## DATASET RECORDS

-- Opening Marker --

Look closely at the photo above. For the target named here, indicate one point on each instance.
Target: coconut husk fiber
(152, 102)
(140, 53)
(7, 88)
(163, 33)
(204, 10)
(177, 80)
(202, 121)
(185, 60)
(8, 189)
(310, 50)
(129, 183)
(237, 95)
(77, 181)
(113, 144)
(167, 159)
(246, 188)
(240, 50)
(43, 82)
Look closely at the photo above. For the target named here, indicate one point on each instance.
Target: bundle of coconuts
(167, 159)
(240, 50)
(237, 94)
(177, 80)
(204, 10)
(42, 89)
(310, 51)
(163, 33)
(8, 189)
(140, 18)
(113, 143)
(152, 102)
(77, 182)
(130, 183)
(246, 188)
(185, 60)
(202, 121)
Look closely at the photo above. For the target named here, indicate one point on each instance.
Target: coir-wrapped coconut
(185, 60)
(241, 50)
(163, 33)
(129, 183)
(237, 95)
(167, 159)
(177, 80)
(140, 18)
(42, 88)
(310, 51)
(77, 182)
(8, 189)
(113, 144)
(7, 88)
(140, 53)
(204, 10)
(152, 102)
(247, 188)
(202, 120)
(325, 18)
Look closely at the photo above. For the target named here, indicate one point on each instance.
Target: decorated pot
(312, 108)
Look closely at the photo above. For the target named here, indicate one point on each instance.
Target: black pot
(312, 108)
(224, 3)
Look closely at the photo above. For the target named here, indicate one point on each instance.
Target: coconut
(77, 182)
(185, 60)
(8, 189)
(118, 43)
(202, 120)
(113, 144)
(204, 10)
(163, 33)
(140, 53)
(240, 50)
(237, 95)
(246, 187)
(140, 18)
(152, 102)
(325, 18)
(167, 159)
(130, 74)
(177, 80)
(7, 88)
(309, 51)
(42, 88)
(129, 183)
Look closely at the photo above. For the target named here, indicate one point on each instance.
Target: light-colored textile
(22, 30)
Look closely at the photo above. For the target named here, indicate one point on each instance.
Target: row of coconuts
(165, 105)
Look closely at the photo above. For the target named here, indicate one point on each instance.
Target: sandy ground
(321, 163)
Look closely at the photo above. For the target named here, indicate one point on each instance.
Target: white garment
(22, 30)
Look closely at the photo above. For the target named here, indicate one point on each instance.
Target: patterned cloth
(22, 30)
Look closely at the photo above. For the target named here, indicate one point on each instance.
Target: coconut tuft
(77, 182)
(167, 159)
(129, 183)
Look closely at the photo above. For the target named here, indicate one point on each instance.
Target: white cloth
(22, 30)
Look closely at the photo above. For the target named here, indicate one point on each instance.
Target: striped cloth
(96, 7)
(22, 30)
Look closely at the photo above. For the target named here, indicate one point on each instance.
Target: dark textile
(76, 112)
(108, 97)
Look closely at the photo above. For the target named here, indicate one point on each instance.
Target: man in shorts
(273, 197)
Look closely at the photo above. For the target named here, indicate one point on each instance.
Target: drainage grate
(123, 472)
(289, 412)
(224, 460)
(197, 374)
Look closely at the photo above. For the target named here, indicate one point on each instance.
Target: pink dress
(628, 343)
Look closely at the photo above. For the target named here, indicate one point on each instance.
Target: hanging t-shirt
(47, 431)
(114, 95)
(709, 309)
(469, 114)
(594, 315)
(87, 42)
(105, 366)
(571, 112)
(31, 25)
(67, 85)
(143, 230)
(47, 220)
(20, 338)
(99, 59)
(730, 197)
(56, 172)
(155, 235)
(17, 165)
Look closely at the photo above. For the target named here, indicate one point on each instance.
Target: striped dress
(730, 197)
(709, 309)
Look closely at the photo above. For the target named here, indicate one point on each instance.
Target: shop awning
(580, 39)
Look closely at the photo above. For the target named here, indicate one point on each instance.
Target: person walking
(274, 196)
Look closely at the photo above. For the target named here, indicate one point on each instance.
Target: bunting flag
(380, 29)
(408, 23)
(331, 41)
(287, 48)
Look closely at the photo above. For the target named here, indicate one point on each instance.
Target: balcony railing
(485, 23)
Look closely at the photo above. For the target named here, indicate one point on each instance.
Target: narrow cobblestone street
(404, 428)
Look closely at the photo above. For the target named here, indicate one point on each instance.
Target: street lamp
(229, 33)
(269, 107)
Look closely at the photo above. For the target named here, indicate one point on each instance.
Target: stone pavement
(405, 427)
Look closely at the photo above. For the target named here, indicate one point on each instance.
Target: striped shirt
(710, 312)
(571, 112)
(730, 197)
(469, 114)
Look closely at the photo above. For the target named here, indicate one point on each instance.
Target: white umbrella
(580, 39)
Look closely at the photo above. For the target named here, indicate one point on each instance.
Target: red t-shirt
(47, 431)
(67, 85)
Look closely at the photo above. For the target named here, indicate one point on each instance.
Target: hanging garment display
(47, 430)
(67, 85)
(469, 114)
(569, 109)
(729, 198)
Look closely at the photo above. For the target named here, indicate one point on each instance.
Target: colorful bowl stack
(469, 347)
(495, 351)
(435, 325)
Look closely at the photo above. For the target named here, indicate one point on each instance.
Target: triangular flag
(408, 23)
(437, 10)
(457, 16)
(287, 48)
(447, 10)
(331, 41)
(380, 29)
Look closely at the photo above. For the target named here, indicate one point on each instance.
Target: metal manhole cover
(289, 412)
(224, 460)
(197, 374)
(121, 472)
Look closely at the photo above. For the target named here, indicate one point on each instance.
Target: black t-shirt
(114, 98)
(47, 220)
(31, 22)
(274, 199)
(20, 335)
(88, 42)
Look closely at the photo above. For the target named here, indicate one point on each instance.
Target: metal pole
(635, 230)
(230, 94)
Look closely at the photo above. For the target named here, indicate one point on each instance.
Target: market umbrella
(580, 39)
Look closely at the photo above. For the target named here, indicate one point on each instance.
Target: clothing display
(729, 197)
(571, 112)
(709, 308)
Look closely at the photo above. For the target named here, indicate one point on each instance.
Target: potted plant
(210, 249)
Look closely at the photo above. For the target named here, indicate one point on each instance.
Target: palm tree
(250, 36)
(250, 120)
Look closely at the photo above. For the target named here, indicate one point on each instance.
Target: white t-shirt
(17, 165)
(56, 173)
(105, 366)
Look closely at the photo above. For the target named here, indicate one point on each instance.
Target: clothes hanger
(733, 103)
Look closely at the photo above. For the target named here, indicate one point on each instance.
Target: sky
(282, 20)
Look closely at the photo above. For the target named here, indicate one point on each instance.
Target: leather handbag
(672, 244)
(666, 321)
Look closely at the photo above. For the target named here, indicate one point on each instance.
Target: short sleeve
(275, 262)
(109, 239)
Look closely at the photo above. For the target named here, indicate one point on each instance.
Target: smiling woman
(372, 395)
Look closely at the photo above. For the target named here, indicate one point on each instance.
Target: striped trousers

-- Closing Marker --

## EXERCISE DIRECTIONS
Start to finish, transcribe the listing above exactly.

## ANSWER FOR THE TASK
Look closely at the photo above. For the target named here, indicate one point on each instance.
Target: coconut husk fiber
(152, 102)
(140, 53)
(7, 88)
(163, 33)
(204, 10)
(177, 80)
(202, 121)
(185, 60)
(8, 189)
(310, 50)
(129, 183)
(237, 95)
(77, 181)
(113, 144)
(167, 159)
(246, 188)
(240, 50)
(43, 82)
Look closely at the photo above. For the target named here, indicate one point on each instance.
Target: bundle of coconuts
(167, 159)
(240, 50)
(237, 94)
(177, 80)
(204, 10)
(42, 89)
(310, 51)
(163, 33)
(8, 189)
(140, 18)
(113, 143)
(152, 102)
(77, 182)
(130, 183)
(246, 188)
(185, 60)
(202, 121)
Look closely at the photo above. For the target named here, indicate one point on each instance.
Target: coir-wrapped coconut
(185, 60)
(241, 50)
(163, 33)
(129, 183)
(237, 95)
(167, 159)
(177, 80)
(140, 18)
(42, 88)
(310, 51)
(77, 182)
(8, 189)
(113, 144)
(7, 88)
(140, 53)
(204, 10)
(152, 102)
(247, 188)
(202, 120)
(325, 18)
Look closely at the photo above. For the target named here, indicate one point on each instance.
Target: decorated pot
(312, 108)
Look closely at the photo above. For the target named here, indicate one point on each instance.
Target: black pot
(312, 108)
(224, 3)
Look closely at the photo above. For the target named here, indicate one point on each instance.
Target: coconut
(77, 182)
(185, 60)
(8, 189)
(118, 43)
(202, 120)
(113, 144)
(204, 10)
(163, 33)
(140, 53)
(240, 50)
(237, 95)
(246, 187)
(140, 18)
(152, 102)
(325, 18)
(167, 159)
(130, 74)
(177, 80)
(7, 88)
(309, 51)
(42, 88)
(129, 183)
Look closely at the photo above. For the target named here, indicate one point on each instance.
Target: light-colored textile
(22, 30)
Look closely at the photo above. For the target named here, indicate one point on each instance.
Target: row of coconuts
(165, 105)
Look closely at the photo above. For the target named here, indicate one point on each instance.
Target: sandy ground
(321, 163)
Look closely at the photo above. For the target named here, indicate one point on each instance.
Target: white garment
(22, 30)
Look closely at the photo above. For the target named here, indicate one point on each instance.
Target: patterned cloth
(22, 30)
Look closely at the photo above. For the target named here, indicate one point on each instance.
Target: coconut tuft
(77, 182)
(167, 159)
(129, 183)
Look closely at the photo above. For the target named here, indicate one point on each instance.
Target: white cloth
(22, 30)
Look closely at the photo above. For the target named here, indicate one point on each instance.
Target: striped cloth
(96, 7)
(22, 30)
Look closely at the photo above. For the target named here, indicate one point on each instance.
Target: dark textile
(76, 112)
(108, 97)
Look closely at the photo above. For the target named here, indicate one point on each instance.
Target: man in shorts
(273, 197)
Look closely at the photo above. For the target named here, indicate one point on each instance.
Target: drainage grate
(123, 472)
(289, 412)
(224, 460)
(197, 374)
Look closely at the photo above. For the target named here, indicate one point on each instance.
Target: pink dress
(628, 343)
Look closely at the photo above. For the target named here, indicate one point on each instance.
Target: hanging t-shirt
(47, 431)
(114, 95)
(709, 309)
(469, 114)
(594, 315)
(87, 42)
(105, 366)
(571, 112)
(31, 25)
(67, 85)
(143, 230)
(47, 220)
(20, 338)
(99, 59)
(730, 197)
(56, 172)
(155, 235)
(17, 165)
Look closely at the photo above. For the target named here, indicate one point on each instance.
Target: striped dress
(730, 197)
(709, 309)
Look closely at the photo above. For the target named here, indicate one point on each instance.
Target: shop awning
(580, 39)
Look closely at the photo above. For the target named here, indicate one point on each instance.
Target: person walking
(274, 196)
Look closely at the photo above. For the target named here, indicate one point on each instance.
Target: bunting flag
(380, 29)
(408, 23)
(331, 41)
(287, 48)
Look closely at the photo above. For the target named here, indicate one point on each instance.
Target: balcony railing
(485, 23)
Look closely at the photo above. For the target named here, indicate one point on each instance.
Target: narrow cobblestone street
(404, 428)
Look closely at the photo above. For the target named here, indicate one point on each instance.
Target: street lamp
(229, 33)
(269, 107)
Look closely at the photo above. For the target named here, indicate one point on each instance.
Target: stone pavement
(405, 427)
Look closely at the photo above. For the target named here, indicate one point on each instance.
Target: striped shirt
(710, 312)
(571, 112)
(730, 197)
(469, 114)
Look closely at the photo above. For the target named here, indicate one point on each instance.
Target: white umbrella
(580, 39)
Look closely at the photo above. For the target named here, indicate one point on each instance.
Target: red t-shirt
(47, 431)
(67, 85)
Look closely at the photo above. For the target named here, indicate one point on each instance.
Target: hanging garment display
(47, 430)
(67, 85)
(469, 114)
(569, 109)
(729, 198)
Look closely at the photo above. For the target named here, indicate one point on each instance.
Target: colorful bowl stack
(469, 347)
(495, 351)
(435, 325)
Look closely at the photo above. For the target named here, indicate one point on each instance.
Target: triangular flag
(408, 23)
(437, 10)
(457, 16)
(287, 48)
(447, 10)
(331, 41)
(380, 29)
Look closely at the photo above. For the target named here, indicate one point on each instance.
Target: metal manhole cover
(289, 412)
(224, 460)
(197, 374)
(121, 472)
Look closely at the photo above. For the target named here, indicate one point on each instance.
Target: black t-shirt
(114, 98)
(47, 220)
(31, 22)
(274, 199)
(20, 335)
(88, 42)
Look closely at the photo above. For the target named here, indicate one point on each instance.
Target: metal pole
(635, 230)
(230, 94)
Look closely at the photo above. For the target named here, indicate one point on each instance.
Target: market umbrella
(580, 39)
Look closely at the photo above. For the target named here, indicate one point on each instance.
Target: clothing display
(729, 197)
(571, 112)
(709, 308)
Look closely at the photo above. For the target named here, indicate one point on each instance.
Target: potted plant
(210, 249)
Look closely at the photo above. For the target named here, indicate one point on each instance.
Target: palm tree
(250, 36)
(250, 120)
Look closely at the photo above. For the target named here, indicate one point on each instance.
Target: white t-shirt
(17, 165)
(56, 173)
(105, 366)
Look closely at the photo above. For the target named here, indicate one point on each instance.
Target: clothes hanger
(733, 103)
Look closely at the photo above. For the target named here, indicate one point on each instance.
Target: sky
(282, 20)
Look closely at the photo above. For the target named here, indicate one point on each instance.
Target: leather handbag
(672, 244)
(666, 321)
Look closely at the photo above. For the target named here, indicate one point on each instance.
Target: short sleeve
(275, 262)
(109, 239)
Look closely at the photo above. For the target named here, indicate one point on each instance.
Target: smiling woman
(372, 395)
Look closely at the photo above. For the target named here, indicate one point on each instance.
Target: striped trousers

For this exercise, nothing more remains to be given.